Susan G. Komen takes the health and safety of breast cancer patients and our supporters, volunteers and staff very seriously. As such, we are closely monitoring the news of the novel Coronavirus 2019 (COVID-19) and the current state of cases found across the U.S., following guidance from the Centers for Disease Control and Prevention (CDC) and local health authorities.
This is a fast developing situation, but we want you to be assured that our top concern is to ensure we have the plans and resources in place to safeguard the health and well-being of our supporters, staff and everyone who is a part of our Komen family.
As an organization dedicated to saving lives, nothing is more important.
With the COVID-19 situation evolving quickly, we believe we must act decisively. As such, out of an abundance of caution and to help stem the spread of this disease in our communities, we and our local Affiliates are working with local authorities and following available guidance as we explore all possible options to reschedule, cancel or convert spring events to virtual experiences.
Our events provide an opportunity to come together as a community, share stories, laughter and tears. Yet we know they are more than that. They are an opportunity for people to make an impact on the lives of their neighbors and future generations. At the end of the day, it’s about what we make possible together.
At this time, based on the CDC’s guidance for people who are at higher risk, we also recommend that people living with breast cancer or who have a compromised immune system not attend any large gathering and stay home as much as possible, though we recognize that decision is up to each individual.
We recognize that the facts about COVID-19 are still emerging, and that the uncertainty can be unsettling. We are committed to providing updates to you, your families, and our volunteers as new information is available.
What is COVID-19?
The new coronavirus was first detected in China in late 2019. This coronavirus has been named SARS-CoV-2. It causes the respiratory disease COVID-19 (which stands for coronavirus disease 2019).
The new coronavirus has spread to many countries, including the U.S. Most cases of COVID-19 are mild. However, some cases are severe and can lead to death. People who are older or who have other health conditions such as heart disease, lung disease or diabetes, appear more at risk of severe illness and death from COVID-19.
For the latest information on the coronavirus, visit The Centers for Disease Control and Prevention (CDC) website.
What are the symptoms of coronavirus?

● **Work task 1**: In the Komen statement on COVID-19, what name has been given to the new coronavirus?
● **Work task 2**: Reproduce the Komen statement on COVID-19 from "This is a fast" to "is more important.".
● **Work task 3**: Take the Komen statement on COVID-19 further, starting after its final line.

● **Data for analysis**:

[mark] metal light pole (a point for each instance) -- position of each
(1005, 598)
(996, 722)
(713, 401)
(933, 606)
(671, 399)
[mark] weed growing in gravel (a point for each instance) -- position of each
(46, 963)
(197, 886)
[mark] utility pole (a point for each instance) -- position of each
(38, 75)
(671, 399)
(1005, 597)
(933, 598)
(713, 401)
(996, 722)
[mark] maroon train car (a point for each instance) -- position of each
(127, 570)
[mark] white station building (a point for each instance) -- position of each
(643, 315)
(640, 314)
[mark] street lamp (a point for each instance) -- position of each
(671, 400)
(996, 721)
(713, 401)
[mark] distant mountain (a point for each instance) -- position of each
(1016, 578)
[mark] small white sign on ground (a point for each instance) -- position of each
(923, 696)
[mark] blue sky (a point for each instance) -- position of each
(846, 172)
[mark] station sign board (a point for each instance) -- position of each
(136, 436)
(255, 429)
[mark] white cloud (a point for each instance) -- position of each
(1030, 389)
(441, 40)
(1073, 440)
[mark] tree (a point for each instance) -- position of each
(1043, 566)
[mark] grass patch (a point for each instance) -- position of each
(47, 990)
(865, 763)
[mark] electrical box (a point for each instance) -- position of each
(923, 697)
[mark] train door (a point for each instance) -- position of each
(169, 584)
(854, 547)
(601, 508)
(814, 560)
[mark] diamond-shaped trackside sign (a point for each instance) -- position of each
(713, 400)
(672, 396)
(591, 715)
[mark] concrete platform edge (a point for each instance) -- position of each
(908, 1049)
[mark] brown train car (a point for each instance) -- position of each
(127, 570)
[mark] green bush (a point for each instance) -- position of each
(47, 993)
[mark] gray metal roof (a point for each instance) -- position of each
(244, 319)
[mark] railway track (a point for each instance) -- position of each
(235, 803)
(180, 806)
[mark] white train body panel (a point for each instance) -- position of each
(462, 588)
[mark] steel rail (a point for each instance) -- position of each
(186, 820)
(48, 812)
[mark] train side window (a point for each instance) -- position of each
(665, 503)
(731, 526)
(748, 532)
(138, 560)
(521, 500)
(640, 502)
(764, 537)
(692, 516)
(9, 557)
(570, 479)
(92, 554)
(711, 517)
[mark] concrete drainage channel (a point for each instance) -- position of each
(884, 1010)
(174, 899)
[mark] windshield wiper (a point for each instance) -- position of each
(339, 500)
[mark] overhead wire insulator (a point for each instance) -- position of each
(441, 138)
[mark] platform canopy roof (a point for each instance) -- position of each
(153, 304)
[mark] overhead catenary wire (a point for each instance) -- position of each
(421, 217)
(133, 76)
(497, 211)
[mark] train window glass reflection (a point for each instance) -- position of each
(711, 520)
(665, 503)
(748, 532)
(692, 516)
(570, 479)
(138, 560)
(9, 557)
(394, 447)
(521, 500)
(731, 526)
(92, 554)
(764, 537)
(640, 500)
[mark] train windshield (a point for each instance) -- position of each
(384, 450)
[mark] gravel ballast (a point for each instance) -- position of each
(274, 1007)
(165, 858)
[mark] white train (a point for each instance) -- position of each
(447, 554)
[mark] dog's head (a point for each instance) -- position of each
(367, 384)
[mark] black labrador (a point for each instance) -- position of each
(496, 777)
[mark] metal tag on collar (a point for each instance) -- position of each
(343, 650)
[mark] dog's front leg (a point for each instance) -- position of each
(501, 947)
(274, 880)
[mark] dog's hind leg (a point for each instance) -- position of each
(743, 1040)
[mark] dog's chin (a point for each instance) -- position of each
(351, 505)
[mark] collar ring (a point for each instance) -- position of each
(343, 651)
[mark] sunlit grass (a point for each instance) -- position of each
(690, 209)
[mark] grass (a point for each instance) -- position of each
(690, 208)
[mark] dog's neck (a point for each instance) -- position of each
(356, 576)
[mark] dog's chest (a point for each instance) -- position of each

● **Exercise output 1**: SARS-CoV-2

● **Exercise output 2**:
This is a fast developing situation, but we want you to be assured that our top concern is to ensure we have the plans and resources in place to safeguard the health and well-being of our supporters, staff and everyone who is a part of our Komen family.
As an organization dedicated to saving lives, nothing is more important.

● **Exercise output 3**:
Common symptoms of coronavirus are:
- Shortness of breath
These symptoms tend to appear 2-14 days after exposure to coronavirus. However, a person may be contagious before symptoms appear.
If you have symptoms and have traveled to an affected country or have been in contact with someone who’s been diagnosed with COVID-19, call your doctor.
What can I do to protect myself and my family?
To avoid being exposed to coronavirus, the CDC recommends everyone:
- Avoid close contact with people who are sick.
- Avoid touching your eyes, nose, and mouth.
- Stay home when you are sick.
- Cover your cough or sneeze with a tissue, then throw the tissue in the trash.
- Clean and disinfect frequently touched objects and surfaces using a regular household cleaning spray or wipe.
- Wash your hands often with soap and water for at least 20 seconds. This is especially important after going to the bathroom, before eating, before touching your face, and after blowing your nose, coughing or sneezing. If soap and water are not available, use hand sanitizer.
- Ask people who come to your home to wash their hands or use hand sanitizer when they arrive.
If I have breast cancer, is there anything else I should do?
Older people and people of all ages with severe underlying conditions – like heart disease, lung disease and diabetes, for example – seem to be at higher risk for developing serious COVID-19 illness.
Breast cancer patients are among those who are at high risk of serious illness because their immune systems are often weakened by cancer and its treatments – particularly chemotherapy.
There are no additional precautions for people with cancer or their caregivers. If you don’t have symptoms, you don’t need a facemask. The CDC recommends facemasks only be used by people who have symptoms of COVID-19 to help prevent the spread of the disease to others.